**EXTRACT PROVIDED**

Bearing all of this in mind, one could well be justified in saying to our GOP mega-donors and their army of the dead --okay, sure, you have the love of the heap -- but does the heap really need to be bigger than this? Don't you still have the security you need, the money to ensure that you'll never want, even with the estate tax?

To be sure, it's unrealistic to expect that people will ever entirely stop caring about money. Or, if some will, I cannot claim -- must as I would like to -- to count myself among them. "[M]oney losses are the hardest to bear of any by those who are old enough to comprehend them," writes Samuel Butler, with his typical perspicacity. "Let a man have been brought up to a moderate competence[...]; then let his money be suddenly taken from him, and how long is his health likely to survive the change in all his little ways which loss of money will entail?"

But suppose one has so much money that no one "little way" could possibly be altered an inch by the modest losses of taxation. Suppose you were to say to the GOP mega-donors, isn't 10 million dollars, plus 60% -- more than half! -- of everything that's left, enough? And if that's not enough, what possibly could be?

But again, this is missing the point. The loss of that 40% of everything above 10 million dollars is not  dreaded and resented because it is crippling to some other purpose that the money might serve. It is dreaded and resented because it is a step backward in the infinite mission of accumulating the heap. It is losing ground, when the essence of human happiness is the perpetual striving onward -- the scaling of the impossible mountain -- the "progress toward happiness" that is more desirable than happiness itself, to quote Gide's Alyssa again.

So what right have we to expect that they will surrender even this measly 40% share to the public coffers, to be spent on those "idle claims of humanity" -- to borrow Hazlitt's phrase? No matter how pressing and superior the social need, can we ask that a person give up their infinite quest, their hobby horse, when it gives them so much pleasure?

(Records from a dataset)
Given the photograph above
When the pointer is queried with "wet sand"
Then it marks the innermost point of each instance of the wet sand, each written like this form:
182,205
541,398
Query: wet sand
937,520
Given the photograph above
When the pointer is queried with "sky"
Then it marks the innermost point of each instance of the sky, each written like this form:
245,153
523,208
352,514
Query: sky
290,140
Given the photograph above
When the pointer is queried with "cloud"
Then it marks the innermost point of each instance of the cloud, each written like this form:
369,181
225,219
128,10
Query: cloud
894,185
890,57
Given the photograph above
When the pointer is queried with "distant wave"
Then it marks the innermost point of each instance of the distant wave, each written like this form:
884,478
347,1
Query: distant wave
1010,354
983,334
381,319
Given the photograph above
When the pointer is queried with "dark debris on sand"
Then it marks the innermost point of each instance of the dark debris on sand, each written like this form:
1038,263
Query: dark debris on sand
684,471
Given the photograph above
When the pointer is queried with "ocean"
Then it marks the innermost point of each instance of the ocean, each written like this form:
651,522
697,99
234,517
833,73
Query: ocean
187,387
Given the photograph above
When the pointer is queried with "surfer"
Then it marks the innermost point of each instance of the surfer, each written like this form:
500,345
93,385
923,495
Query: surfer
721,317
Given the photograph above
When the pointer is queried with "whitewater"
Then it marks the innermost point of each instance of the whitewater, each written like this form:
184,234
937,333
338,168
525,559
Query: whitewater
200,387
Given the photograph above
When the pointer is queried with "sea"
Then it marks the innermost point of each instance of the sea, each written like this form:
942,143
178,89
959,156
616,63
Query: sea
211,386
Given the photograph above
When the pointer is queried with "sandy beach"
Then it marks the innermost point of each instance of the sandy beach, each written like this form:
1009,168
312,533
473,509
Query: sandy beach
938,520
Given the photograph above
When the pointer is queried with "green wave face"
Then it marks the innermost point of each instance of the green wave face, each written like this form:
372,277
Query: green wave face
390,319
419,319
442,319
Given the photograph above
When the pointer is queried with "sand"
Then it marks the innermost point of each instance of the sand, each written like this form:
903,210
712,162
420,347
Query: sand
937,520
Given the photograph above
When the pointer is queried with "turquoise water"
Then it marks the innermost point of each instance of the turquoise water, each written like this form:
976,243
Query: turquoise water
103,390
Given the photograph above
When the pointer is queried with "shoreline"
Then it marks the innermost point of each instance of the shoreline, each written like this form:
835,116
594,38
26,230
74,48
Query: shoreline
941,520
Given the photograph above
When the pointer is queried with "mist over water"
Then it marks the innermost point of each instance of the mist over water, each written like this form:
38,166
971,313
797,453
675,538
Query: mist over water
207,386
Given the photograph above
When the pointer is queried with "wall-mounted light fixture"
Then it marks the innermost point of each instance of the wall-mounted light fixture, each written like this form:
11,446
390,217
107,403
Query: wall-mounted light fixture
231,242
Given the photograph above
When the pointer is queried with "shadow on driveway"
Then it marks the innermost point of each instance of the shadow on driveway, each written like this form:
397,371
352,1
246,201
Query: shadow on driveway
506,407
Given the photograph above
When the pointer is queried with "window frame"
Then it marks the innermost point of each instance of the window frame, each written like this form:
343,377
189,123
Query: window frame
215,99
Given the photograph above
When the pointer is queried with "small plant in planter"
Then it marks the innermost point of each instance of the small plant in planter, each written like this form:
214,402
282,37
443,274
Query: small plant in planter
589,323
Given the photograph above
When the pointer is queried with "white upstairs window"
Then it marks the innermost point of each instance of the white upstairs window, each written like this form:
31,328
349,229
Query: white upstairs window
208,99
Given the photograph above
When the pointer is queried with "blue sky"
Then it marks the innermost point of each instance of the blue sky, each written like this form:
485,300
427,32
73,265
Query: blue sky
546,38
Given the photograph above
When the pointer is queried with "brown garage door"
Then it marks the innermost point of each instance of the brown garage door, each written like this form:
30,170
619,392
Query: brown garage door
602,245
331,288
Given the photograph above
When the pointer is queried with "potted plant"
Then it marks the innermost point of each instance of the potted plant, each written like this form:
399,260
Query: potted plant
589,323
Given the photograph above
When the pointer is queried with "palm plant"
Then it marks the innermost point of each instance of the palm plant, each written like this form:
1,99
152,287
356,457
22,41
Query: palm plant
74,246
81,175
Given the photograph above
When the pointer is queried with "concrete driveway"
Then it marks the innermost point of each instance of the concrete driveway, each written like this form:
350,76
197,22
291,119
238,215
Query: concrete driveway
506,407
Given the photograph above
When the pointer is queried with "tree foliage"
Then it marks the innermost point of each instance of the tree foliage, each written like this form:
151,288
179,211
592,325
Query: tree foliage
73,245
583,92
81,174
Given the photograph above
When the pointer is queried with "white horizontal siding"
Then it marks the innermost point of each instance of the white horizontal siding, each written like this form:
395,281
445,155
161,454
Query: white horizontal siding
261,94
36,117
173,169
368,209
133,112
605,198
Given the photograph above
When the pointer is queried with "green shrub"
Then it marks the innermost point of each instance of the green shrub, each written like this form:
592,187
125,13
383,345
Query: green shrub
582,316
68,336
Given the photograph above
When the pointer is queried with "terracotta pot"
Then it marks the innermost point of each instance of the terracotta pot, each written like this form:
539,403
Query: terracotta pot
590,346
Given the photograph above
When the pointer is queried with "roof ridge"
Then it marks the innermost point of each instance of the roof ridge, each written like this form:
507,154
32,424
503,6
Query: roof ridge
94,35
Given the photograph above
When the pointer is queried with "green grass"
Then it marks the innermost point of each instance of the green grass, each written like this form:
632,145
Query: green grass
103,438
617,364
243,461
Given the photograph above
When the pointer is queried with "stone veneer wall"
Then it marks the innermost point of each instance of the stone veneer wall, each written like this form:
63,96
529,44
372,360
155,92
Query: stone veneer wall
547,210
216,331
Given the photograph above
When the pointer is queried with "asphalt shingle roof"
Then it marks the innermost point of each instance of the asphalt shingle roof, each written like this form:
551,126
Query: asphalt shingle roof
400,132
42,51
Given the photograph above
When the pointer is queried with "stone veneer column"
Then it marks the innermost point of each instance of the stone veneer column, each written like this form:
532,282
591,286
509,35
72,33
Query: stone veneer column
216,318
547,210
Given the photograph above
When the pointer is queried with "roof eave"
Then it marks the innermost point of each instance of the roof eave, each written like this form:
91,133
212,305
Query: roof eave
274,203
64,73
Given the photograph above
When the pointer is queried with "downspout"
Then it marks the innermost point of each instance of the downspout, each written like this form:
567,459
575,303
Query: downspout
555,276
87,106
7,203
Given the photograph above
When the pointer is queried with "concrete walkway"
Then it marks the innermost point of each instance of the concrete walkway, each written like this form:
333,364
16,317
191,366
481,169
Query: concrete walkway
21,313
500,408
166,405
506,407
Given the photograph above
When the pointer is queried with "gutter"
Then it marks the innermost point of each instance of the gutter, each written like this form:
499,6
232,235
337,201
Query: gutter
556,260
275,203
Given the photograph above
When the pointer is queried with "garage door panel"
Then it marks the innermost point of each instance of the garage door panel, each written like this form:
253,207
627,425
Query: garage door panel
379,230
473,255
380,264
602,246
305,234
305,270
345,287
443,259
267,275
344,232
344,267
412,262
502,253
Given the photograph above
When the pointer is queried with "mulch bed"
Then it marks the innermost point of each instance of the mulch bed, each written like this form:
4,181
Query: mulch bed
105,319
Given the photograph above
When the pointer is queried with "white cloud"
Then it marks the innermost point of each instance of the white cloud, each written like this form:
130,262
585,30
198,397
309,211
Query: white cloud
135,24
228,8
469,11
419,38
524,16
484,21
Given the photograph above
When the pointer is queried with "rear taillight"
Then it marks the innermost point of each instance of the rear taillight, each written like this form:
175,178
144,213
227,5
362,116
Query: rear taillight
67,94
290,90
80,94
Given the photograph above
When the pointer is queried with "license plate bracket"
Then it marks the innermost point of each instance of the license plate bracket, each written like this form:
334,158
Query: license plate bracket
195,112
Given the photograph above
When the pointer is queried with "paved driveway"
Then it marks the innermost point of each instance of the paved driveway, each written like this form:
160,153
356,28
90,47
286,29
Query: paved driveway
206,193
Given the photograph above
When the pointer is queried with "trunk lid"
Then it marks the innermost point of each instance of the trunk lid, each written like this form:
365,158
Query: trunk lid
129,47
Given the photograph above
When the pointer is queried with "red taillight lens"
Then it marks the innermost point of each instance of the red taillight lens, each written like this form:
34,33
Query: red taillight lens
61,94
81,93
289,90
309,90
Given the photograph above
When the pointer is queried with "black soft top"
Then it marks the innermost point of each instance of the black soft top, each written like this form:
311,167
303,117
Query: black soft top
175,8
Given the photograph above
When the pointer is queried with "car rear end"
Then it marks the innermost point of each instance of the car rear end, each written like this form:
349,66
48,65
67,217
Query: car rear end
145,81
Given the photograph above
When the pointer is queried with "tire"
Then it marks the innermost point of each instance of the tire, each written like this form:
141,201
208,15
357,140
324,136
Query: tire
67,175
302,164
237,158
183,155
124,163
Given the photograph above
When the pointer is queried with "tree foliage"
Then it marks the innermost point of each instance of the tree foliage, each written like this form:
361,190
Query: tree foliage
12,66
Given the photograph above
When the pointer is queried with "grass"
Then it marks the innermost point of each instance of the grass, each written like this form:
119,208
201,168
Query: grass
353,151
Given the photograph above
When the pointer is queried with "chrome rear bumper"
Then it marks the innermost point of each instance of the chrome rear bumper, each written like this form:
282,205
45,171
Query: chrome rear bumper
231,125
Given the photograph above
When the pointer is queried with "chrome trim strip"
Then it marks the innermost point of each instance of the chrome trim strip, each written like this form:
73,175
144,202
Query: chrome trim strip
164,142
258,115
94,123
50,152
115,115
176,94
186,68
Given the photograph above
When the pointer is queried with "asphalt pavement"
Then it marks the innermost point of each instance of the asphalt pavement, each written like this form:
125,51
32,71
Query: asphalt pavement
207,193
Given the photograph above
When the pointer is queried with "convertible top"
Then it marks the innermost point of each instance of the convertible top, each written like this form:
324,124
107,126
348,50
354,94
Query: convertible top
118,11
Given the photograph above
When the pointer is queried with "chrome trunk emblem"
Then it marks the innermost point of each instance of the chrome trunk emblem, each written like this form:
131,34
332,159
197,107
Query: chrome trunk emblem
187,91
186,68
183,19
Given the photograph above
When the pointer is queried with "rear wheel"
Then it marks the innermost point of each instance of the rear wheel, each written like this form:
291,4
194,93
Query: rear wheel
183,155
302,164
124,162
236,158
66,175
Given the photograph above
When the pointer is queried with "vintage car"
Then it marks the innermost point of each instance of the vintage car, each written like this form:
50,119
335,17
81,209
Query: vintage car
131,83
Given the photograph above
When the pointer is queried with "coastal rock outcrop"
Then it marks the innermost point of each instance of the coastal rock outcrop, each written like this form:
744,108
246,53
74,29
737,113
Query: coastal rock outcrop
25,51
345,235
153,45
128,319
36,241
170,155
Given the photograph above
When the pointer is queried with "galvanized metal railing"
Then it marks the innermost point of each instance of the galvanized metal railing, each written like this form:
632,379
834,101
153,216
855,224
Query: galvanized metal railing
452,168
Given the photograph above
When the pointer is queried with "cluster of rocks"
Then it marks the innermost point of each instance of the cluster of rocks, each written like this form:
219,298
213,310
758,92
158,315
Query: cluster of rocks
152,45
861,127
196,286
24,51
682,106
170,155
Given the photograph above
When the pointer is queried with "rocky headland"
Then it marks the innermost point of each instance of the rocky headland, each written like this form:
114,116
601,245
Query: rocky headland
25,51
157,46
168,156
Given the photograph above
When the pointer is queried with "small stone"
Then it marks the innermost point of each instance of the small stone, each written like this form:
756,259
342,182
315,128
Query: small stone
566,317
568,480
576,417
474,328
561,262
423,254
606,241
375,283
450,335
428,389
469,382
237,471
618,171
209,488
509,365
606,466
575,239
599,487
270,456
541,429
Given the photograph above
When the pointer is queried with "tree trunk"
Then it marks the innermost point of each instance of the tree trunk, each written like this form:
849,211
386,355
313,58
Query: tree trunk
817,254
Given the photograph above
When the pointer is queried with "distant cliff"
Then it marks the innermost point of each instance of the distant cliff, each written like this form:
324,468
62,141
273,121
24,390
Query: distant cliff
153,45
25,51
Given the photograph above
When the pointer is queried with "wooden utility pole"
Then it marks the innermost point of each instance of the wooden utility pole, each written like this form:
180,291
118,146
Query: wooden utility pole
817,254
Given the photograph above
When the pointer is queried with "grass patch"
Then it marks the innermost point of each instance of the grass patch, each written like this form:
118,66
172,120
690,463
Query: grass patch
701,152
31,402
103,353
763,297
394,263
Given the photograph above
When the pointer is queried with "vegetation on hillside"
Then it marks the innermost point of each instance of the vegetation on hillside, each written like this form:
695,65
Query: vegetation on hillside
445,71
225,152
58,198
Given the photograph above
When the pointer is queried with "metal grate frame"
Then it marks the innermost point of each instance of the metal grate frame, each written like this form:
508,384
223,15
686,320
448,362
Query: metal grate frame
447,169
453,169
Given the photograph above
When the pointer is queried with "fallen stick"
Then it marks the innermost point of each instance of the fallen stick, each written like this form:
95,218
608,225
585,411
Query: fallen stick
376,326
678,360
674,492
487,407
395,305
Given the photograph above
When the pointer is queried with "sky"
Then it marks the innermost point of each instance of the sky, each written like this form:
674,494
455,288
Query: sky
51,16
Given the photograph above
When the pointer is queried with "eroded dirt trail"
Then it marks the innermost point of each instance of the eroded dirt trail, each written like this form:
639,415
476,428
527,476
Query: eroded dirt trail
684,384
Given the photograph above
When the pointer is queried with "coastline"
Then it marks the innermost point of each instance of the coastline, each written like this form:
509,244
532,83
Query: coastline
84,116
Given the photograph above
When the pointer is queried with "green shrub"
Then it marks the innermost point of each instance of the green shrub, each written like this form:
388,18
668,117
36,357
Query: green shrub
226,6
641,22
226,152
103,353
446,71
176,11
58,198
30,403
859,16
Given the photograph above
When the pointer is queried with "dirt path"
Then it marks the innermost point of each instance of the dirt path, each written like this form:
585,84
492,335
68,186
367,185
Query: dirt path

**EXERCISE TASKS**
(a) List every writer named in the estate tax excerpt.
(b) Answer these questions from the estate tax excerpt:
(i) What share of everything above 10 million dollars is the loss that is dreaded and resented?
(ii) What phrase is borrowed from Hazlitt?
(iii) According to the Samuel Butler quotation, which losses are the hardest to bear?
(c) Continue the estate tax excerpt from its final sentence.

**EXERCISE ANSWERS**
(a)
Samuel Butler
Gide
Hazlitt

(b)
(i) 40%
(ii) "idle claims of humanity"
(iii) Money losses, for those old enough to comprehend them.

(c)
--

Yes, we can. We have a right to ask it because it is ultimately a sacrifice that we all must make. As much as our happiness on a daily basis may derive from a sense of fulfilling a purpose that will simply go on forever, we do not in fact last forever, as our individual selves. We are mortal. We may endow a "dynasty trust" on the theory that our personal self will continue by proxy through countless generations of descendants; yet eventually we have to face the fact that -- as my biologist sister always reminds me -- by the time seven or eight generations have passed, these descendants will share so little genetic material with you as the original testator that they might as well be strangers, at least at the level of DNA. Likewise, we might like the idea of piling up "charitable" money to exist under our name for all eternity, but we have to remember that we will not be the ones who will be around to gaze upon it admiringly. We won't even know if the pile is there.

In short, we have all got to figure out how to find meaning in living for the good of strangers, because at some point, strangers are all that's left. What exists far beyond our mortal span is not ourselves; it is the life of other people. We are one part of a larger planetary project, and our part will not last forever.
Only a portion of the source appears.